### ENTRIES SUPPLIED:
%%
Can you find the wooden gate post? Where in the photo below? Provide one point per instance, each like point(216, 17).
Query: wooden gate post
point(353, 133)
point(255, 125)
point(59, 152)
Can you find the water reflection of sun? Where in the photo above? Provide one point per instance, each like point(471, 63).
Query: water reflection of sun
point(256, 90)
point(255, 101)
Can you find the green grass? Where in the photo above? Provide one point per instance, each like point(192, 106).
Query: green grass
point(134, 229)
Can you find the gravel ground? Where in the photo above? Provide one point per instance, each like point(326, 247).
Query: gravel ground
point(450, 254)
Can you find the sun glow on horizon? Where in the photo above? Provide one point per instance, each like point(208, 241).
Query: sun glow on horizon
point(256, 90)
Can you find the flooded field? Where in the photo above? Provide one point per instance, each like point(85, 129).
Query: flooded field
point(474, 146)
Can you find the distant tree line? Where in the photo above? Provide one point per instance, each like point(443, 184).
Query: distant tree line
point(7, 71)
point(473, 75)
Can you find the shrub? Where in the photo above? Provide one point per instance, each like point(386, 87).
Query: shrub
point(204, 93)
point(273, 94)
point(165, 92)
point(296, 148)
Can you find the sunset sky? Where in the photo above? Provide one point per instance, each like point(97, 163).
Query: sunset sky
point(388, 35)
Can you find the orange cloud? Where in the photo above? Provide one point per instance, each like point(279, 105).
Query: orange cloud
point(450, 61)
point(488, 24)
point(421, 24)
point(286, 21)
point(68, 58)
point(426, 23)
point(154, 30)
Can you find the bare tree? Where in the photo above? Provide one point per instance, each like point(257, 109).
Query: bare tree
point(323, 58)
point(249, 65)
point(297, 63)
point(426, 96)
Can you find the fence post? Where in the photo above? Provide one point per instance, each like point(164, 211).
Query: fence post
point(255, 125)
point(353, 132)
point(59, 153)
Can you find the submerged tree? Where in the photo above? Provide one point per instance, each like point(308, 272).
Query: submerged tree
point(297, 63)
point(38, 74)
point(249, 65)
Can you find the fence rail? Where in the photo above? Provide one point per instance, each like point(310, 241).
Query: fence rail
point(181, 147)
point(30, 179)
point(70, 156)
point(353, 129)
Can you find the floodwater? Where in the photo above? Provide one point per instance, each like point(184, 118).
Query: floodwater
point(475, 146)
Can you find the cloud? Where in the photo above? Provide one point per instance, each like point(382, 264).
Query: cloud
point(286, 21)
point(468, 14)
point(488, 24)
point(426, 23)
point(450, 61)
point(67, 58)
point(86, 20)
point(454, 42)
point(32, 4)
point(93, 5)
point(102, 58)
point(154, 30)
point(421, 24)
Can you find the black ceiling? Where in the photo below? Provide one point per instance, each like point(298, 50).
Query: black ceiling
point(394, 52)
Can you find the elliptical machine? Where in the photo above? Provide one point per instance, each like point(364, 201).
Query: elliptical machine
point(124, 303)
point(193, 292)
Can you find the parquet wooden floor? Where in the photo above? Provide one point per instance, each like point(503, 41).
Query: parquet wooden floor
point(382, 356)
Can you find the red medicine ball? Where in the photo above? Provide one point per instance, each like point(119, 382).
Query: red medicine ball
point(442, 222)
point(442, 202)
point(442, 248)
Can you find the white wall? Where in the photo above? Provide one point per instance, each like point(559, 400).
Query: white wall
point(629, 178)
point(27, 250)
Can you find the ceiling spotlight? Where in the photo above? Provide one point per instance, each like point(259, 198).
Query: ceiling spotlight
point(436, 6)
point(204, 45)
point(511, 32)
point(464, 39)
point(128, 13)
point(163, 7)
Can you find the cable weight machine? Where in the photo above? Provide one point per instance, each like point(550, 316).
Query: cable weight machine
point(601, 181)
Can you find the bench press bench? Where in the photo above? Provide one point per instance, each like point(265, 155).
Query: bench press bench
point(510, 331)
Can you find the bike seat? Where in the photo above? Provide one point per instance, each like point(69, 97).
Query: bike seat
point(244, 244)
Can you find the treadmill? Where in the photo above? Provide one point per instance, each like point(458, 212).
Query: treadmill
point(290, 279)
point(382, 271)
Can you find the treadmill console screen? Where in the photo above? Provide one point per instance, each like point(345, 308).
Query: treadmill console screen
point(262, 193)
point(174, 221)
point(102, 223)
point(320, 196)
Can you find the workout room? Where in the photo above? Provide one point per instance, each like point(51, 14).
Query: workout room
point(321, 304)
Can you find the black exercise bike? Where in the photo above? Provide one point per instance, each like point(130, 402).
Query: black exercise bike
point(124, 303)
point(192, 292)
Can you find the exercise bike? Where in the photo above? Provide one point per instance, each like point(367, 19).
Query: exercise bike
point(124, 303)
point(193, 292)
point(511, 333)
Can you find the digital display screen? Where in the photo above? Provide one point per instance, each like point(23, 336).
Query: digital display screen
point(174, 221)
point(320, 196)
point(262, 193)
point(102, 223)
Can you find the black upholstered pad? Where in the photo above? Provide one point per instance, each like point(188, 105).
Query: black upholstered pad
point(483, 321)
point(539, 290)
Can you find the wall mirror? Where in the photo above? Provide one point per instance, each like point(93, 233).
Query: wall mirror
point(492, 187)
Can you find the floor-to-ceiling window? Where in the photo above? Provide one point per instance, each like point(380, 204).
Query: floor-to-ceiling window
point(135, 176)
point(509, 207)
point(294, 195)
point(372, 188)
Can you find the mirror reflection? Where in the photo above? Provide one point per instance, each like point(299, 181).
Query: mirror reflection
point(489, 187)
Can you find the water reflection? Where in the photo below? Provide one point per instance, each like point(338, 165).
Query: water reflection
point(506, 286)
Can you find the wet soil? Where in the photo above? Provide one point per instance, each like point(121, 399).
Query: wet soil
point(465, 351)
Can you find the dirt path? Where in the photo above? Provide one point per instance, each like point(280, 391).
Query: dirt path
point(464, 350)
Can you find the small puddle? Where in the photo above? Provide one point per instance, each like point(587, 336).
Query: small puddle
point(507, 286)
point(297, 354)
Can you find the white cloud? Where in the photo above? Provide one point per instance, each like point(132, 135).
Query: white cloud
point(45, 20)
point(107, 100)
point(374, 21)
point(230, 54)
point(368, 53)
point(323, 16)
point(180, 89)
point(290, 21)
%%
### TASK TO COMPLETE:
In your response, reproduce the records exactly, every one.

### EXPECTED ANSWER:
Can you find the wooden gate post? Where in the photo below? Provide one point per instance, each like point(216, 17).
Query: wooden gate post
point(353, 133)
point(255, 125)
point(59, 152)
Can you find the water reflection of sun? Where in the photo above? Provide one point per instance, each like point(471, 63).
Query: water reflection of sun
point(256, 90)
point(255, 101)
Can you find the green grass? Where in the photo above? Provide one point per instance, each like point(192, 106).
Query: green grass
point(134, 229)
Can you find the gravel ground? Where in the photo above? Provide one point per instance, each like point(326, 247).
Query: gravel ground
point(450, 254)
Can you find the sun glow on horizon? Where in the photo above? Provide one point per instance, each like point(208, 241).
Query: sun glow on horizon
point(256, 90)
Can you find the flooded field? Where in the photo above? Provide one point per instance, each like point(85, 129).
Query: flooded field
point(474, 146)
Can you find the distant tree line? Where in the photo above? Provide one point per instance, each like point(443, 184).
Query: distant tree line
point(7, 71)
point(473, 75)
Can you find the shrub? Where in the photo above? Provide one point per instance, each like point(386, 87).
Query: shrub
point(204, 93)
point(273, 94)
point(165, 92)
point(296, 148)
Can you find the sunset sky? Where in the photo above? Provide one point per instance, each like point(97, 163).
Query: sunset sky
point(388, 35)
Can you find the orange cloud? Where in the photo above? Provide one point per instance, each like point(279, 105).
Query: orange cloud
point(450, 61)
point(488, 24)
point(421, 24)
point(286, 21)
point(68, 58)
point(426, 23)
point(154, 30)
Can you find the bare tree? Where in the photo above? Provide one point per instance, each like point(257, 109).
Query: bare tree
point(323, 58)
point(249, 65)
point(297, 63)
point(426, 96)
Can you find the fence post? Where in the photo above? Provide one point per instance, each like point(164, 211).
Query: fence post
point(255, 125)
point(353, 132)
point(59, 153)
Can you find the submerged tree? Where in the photo above? Provide one point per instance, each like point(308, 272).
Query: submerged tree
point(297, 63)
point(38, 74)
point(249, 65)
Can you find the fence rail? Where in the photo above? Provide one point per instance, each like point(310, 241).
Query: fence rail
point(181, 147)
point(30, 179)
point(70, 156)
point(353, 129)
Can you find the floodwater? Where in the photo above? Provide one point per instance, each like point(184, 118).
Query: floodwater
point(475, 146)
Can you find the cloud? Where in the photo above? Provide one point per instance, each like point(382, 264).
Query: cloud
point(286, 21)
point(468, 14)
point(488, 24)
point(426, 23)
point(450, 61)
point(67, 58)
point(86, 20)
point(454, 42)
point(32, 4)
point(93, 5)
point(102, 58)
point(154, 30)
point(421, 24)
Can you find the black ceiling? Where in the photo below? Provide one point per instance, each like point(298, 50).
Query: black ceiling
point(394, 52)
Can you find the elliptical machine? Where in the photo above? Provide one point per instance, each like point(364, 201).
Query: elliptical machine
point(124, 303)
point(193, 292)
Can you find the parquet wooden floor? Where in the photo above? Provide one point per instance, each like point(503, 41).
Query: parquet wooden floor
point(382, 356)
Can you find the red medicine ball? Where in the photo above? Provide one point per instance, each like point(119, 382).
Query: red medicine ball
point(442, 222)
point(442, 202)
point(442, 248)
Can you find the white wall? Where in the photo above? Provide one point per instance, each like point(559, 400).
Query: white wall
point(629, 178)
point(27, 250)
Can you find the ceiling spotlight? Where in the photo above? Provide one point per instance, each like point(259, 198).
Query: ceiling spotlight
point(436, 6)
point(204, 45)
point(511, 32)
point(464, 39)
point(128, 13)
point(163, 7)
Can you find the cable weight machine? Where in the photo above? Provide one point per instance, each like point(550, 316).
Query: cable weight machine
point(601, 181)
Can you find the bench press bench? Where in the photo above? Provide one point per instance, each like point(265, 155).
Query: bench press bench
point(510, 331)
Can you find the bike seat? Where in the photo above? Provide one point per instance, each like point(69, 97).
Query: bike seat
point(244, 244)
Can you find the treadmill? Where in the photo above? Provide one point per instance, each like point(458, 212).
Query: treadmill
point(290, 279)
point(382, 271)
Can you find the treadmill console screen? Where in the photo above? Provide one point per instance, each like point(345, 308).
Query: treadmill console screen
point(262, 193)
point(174, 221)
point(102, 223)
point(320, 196)
Can you find the workout room? Where in the photo above? Provide one point per instance, each like point(51, 14).
Query: workout room
point(321, 304)
Can you find the black exercise bike? Where in the photo above? Provide one point per instance, each like point(130, 402).
Query: black exercise bike
point(124, 303)
point(192, 292)
Can you find the exercise bike? Where in the photo above? Provide one point per instance, each like point(367, 19).
Query: exercise bike
point(124, 303)
point(193, 292)
point(511, 333)
Can you find the digital display screen? Where in the photo above? Provide one point per instance, each like point(23, 336).
Query: digital display screen
point(174, 221)
point(320, 196)
point(262, 193)
point(102, 223)
Can you find the black upholstered pad? Where in the photo above? Provide one point per instance, each like point(188, 105).
Query: black upholstered pad
point(483, 321)
point(539, 290)
Can you find the wall mirror? Where in the photo above? Provide one point per instance, each like point(93, 233).
Query: wall mirror
point(492, 187)
Can you find the floor-to-ceiling window? Where in the photo above? Provide one point per instance, each like point(380, 204).
Query: floor-to-ceiling window
point(135, 176)
point(509, 207)
point(294, 195)
point(372, 188)
Can you find the mirror reflection? Where in the photo above? Provide one point per instance, each like point(299, 181).
Query: mirror reflection
point(489, 187)
Can you find the water reflection? Where in the photo below? Provide one point per instance, each like point(338, 165).
Query: water reflection
point(506, 286)
Can you find the wet soil? Where in the photo above? Provide one point per instance, each like point(121, 399).
Query: wet soil
point(465, 351)
Can you find the dirt path? Where in the photo above? Provide one point per instance, each like point(280, 391).
Query: dirt path
point(464, 350)
Can you find the small puddle? Where in the photo above? Provide one point per instance, each like point(587, 336).
Query: small puddle
point(507, 286)
point(297, 354)
Can you find the white cloud? Where in the photo above? Provide one point per instance, each like point(132, 135).
Query: white cloud
point(45, 20)
point(107, 100)
point(374, 21)
point(230, 54)
point(368, 53)
point(323, 16)
point(180, 89)
point(290, 21)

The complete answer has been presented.